> **Assigned task**: Please read the abstract on heavy metals and autism below: which metal showed significantly higher urine levels in children with autism than in healthy subjects?

> **Passage to read**:
»»

Yorbik O.,Gulhane Military Medical Faculty | Kurt I.,Gulhane Military Medical Faculty | Hasimi A.,Gulhane Military Medical Faculty | Ozturk O.,Gulhane Military Medical Faculty
Biological Trace Element Research | Year: 2010

Although potentially harmful effects of heavy metals are well known, limited numbers of studies exist regarding their relationship with autism. The aim of this study was to investigate urine levels of some heavy metals such as of chromium (Cr), cadmium (Cd), and lead (Pb) in children with autism and healthy subjects. Urine levels of Cr, Cd, and Pb were measured by atomic absorption spectrometry in 30 children with autism and compared with 20 healthy controls. Urine Cd and Pb levels were found as significantly decreased in children with autism compared to healthy subjects (p<0.05). On the other hand, urine Cr levels were significantly higher in children with autism than healthy subjects (p<0.05). This study suggested that autism may be associated with significant decrease in excretion rate of Cd and Pb and a significant increase excretion rate in the levels of Cr in the urine. These results have indicated that further studies are warranted for investigation of possible roles of heavy metals in autism. © 2009 Humana Press Inc.

««

> **Data listing**:
»»

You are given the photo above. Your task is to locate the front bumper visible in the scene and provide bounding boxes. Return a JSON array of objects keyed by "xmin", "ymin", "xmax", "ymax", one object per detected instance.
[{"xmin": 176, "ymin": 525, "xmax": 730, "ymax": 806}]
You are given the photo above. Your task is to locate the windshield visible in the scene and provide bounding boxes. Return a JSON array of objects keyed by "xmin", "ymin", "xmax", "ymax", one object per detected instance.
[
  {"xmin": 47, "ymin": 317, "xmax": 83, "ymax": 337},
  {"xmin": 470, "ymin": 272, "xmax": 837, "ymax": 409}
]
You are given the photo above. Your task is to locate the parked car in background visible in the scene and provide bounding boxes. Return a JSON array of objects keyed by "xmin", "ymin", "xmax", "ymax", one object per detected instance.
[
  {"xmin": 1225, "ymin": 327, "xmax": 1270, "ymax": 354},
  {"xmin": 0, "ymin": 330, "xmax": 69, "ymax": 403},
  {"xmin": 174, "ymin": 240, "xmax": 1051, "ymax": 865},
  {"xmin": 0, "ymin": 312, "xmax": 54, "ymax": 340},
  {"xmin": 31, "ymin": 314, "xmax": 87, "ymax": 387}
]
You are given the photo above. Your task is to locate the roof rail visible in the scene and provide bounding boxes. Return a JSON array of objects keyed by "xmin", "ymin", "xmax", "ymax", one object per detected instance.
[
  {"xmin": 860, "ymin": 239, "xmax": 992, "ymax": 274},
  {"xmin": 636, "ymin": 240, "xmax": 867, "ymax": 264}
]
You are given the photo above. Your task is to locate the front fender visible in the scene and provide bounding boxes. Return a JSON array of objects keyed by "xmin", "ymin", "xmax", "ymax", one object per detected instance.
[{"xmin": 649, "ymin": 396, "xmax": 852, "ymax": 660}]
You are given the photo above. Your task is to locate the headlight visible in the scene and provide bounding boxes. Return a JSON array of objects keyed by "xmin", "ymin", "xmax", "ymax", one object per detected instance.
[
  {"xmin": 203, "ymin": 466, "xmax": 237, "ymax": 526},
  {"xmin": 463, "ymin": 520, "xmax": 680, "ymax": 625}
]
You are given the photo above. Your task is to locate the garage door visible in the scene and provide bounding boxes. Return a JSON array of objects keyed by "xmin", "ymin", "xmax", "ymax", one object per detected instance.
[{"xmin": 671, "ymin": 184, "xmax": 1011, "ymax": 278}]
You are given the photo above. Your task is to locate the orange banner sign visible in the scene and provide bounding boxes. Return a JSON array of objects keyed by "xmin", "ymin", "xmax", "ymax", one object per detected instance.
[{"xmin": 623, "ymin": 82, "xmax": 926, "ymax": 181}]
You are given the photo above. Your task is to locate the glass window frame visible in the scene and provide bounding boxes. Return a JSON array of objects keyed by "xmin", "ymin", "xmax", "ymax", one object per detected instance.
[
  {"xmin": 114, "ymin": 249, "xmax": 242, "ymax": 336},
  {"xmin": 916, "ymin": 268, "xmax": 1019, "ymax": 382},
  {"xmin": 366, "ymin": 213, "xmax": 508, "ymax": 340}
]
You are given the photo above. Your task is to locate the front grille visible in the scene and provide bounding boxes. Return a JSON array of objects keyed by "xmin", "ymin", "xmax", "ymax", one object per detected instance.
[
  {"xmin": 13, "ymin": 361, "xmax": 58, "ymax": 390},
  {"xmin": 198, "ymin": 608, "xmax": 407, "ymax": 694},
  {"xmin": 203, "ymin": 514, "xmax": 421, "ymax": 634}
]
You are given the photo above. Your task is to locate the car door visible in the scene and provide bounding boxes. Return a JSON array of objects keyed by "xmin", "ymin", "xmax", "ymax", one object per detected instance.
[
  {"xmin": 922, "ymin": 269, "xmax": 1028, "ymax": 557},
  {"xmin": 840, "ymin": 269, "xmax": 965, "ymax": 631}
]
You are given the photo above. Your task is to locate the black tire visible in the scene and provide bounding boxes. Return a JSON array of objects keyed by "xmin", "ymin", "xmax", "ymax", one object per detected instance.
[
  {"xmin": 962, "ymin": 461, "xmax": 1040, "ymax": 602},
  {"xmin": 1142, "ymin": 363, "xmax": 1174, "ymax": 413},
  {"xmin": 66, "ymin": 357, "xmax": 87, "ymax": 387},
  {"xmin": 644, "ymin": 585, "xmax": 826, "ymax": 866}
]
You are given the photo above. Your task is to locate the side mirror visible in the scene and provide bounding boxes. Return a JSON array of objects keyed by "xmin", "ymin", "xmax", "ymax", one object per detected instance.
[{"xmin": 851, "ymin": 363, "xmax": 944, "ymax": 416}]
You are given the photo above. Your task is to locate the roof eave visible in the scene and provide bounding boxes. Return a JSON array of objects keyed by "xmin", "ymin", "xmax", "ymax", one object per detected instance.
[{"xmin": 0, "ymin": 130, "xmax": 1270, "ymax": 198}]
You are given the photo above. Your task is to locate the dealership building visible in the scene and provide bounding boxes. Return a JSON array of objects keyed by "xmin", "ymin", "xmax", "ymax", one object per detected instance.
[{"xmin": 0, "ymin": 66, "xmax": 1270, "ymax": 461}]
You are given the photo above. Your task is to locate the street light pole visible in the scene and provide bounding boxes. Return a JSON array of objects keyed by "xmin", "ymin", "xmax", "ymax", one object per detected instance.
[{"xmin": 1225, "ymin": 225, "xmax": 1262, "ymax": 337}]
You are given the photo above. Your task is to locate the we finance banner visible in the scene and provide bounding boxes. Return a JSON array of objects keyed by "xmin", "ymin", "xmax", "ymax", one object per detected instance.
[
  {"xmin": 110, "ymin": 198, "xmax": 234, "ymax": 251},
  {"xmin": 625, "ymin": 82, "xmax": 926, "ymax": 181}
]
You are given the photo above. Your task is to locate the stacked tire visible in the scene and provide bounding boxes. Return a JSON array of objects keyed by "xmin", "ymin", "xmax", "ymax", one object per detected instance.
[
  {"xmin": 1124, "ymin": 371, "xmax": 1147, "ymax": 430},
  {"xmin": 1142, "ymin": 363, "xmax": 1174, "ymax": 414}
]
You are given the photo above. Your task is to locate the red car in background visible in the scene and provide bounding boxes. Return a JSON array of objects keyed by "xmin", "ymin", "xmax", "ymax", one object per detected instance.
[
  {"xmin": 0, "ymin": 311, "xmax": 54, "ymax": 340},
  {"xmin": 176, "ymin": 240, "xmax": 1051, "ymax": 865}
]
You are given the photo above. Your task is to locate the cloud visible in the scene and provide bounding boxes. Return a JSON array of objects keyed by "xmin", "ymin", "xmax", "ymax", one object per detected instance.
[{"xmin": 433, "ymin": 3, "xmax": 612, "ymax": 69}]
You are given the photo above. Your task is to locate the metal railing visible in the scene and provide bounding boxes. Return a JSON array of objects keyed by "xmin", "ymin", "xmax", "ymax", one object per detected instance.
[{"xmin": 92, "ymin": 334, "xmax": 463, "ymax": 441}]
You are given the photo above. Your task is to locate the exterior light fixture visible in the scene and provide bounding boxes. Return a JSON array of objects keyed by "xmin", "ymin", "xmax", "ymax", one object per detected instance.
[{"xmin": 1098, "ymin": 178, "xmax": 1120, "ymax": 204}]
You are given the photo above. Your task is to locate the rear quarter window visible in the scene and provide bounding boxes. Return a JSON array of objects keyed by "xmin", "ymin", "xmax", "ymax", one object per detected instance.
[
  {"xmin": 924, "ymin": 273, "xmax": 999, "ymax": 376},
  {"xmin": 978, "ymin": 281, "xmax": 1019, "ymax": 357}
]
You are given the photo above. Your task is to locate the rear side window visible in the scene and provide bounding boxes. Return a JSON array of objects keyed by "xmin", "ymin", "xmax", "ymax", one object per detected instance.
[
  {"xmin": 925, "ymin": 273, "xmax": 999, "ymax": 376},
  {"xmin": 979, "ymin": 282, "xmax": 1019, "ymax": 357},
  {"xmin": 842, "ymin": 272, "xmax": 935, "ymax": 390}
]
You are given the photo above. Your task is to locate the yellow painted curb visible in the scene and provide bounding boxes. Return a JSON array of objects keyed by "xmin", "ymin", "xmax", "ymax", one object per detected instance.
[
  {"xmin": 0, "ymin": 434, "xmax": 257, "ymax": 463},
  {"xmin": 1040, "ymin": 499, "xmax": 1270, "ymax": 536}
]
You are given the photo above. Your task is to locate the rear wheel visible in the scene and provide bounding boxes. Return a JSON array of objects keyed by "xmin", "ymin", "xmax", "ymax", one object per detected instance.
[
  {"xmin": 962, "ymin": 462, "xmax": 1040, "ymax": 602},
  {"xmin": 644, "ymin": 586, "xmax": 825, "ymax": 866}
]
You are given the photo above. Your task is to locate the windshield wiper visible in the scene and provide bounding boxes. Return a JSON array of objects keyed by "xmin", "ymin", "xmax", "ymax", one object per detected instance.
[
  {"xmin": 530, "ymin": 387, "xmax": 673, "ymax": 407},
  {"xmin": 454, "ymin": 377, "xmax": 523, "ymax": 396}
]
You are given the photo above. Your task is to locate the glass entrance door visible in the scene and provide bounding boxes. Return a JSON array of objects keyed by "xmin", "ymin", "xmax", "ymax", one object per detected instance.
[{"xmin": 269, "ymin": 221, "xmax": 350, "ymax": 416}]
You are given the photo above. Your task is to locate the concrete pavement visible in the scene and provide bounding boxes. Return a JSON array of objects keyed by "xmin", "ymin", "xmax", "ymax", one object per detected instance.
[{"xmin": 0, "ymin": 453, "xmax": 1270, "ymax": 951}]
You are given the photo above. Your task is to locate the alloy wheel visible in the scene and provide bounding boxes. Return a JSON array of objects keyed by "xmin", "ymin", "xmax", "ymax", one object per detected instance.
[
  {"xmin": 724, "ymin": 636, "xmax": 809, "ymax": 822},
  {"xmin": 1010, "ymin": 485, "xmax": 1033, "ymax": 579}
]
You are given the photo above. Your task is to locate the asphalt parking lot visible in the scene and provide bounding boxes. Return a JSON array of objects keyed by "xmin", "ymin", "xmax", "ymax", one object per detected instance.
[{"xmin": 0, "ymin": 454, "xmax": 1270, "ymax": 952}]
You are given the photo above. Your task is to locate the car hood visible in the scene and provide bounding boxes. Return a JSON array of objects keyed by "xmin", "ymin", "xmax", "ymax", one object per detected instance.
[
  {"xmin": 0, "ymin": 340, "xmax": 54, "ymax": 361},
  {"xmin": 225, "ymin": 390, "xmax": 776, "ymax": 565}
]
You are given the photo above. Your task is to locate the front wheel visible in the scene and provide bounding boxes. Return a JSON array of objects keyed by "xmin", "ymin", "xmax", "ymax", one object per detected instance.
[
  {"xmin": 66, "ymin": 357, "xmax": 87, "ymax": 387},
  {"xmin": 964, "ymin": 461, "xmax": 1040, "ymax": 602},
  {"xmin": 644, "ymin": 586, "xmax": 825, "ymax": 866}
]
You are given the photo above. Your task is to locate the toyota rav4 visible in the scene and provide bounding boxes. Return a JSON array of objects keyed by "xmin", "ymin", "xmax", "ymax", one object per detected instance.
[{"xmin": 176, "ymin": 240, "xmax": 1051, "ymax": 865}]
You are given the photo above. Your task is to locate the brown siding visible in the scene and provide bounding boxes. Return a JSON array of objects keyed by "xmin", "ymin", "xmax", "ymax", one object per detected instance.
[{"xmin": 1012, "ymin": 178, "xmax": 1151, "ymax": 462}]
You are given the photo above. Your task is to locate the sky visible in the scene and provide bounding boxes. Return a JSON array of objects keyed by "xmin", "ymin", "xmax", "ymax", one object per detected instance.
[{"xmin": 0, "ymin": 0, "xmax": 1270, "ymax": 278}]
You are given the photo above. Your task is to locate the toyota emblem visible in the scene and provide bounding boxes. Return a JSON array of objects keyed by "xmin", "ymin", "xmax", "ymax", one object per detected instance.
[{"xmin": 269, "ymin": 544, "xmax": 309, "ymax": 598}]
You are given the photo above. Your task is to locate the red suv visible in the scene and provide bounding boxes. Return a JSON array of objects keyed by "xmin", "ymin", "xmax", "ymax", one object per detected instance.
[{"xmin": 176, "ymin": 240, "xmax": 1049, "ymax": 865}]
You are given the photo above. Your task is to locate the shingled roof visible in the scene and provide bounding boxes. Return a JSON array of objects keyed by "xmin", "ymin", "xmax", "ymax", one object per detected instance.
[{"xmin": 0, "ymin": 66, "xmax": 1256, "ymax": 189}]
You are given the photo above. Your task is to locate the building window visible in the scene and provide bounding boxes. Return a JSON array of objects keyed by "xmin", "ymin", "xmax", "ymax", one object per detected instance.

««

> **Solution to this problem**: Chromium (Cr).